# WHAT THE TASK ASKS:
Everything from the line containing "Would you mind marking the skillet" through the end of the entries should be output exactly; nothing before it is wanted.

# AVAILABLE DATA:
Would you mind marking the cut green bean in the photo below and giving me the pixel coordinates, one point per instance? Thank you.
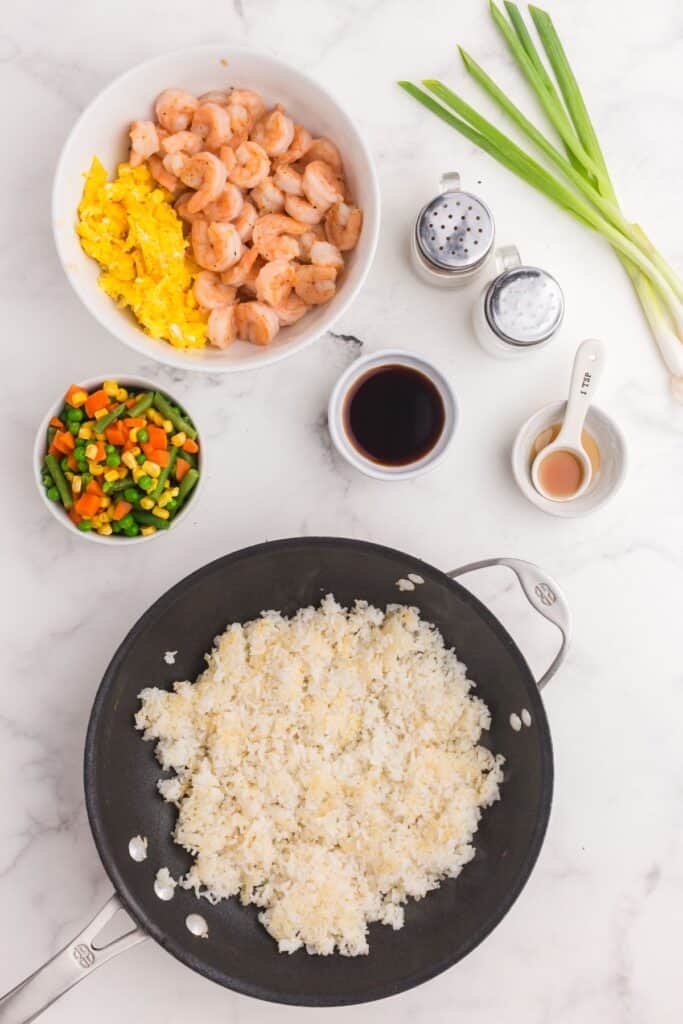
(141, 406)
(59, 480)
(108, 420)
(168, 412)
(147, 519)
(186, 484)
(165, 473)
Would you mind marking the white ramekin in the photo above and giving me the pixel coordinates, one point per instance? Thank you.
(390, 356)
(40, 448)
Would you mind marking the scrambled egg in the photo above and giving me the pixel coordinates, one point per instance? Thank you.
(129, 226)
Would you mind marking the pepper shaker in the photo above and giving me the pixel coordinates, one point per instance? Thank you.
(453, 237)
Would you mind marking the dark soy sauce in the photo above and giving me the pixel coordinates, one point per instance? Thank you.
(393, 415)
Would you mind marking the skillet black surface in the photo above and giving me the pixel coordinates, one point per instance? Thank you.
(121, 773)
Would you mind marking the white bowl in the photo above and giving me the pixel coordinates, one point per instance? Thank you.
(604, 484)
(102, 130)
(341, 440)
(40, 448)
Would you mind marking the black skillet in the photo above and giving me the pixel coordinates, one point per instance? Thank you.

# ANSWER:
Would you mind marking the skillet black surface in the photo above and giving me the pixel coordinates, one point per instance? Thank you.
(121, 773)
Would you mind marking the white bowl in the photo above and giving me the pixel coordinates, one point per instance? Thank you.
(604, 484)
(102, 130)
(341, 440)
(40, 448)
Would you mind marking the black skillet in the photo above and giving me the pixel coordinates, one point per instance? Thank you.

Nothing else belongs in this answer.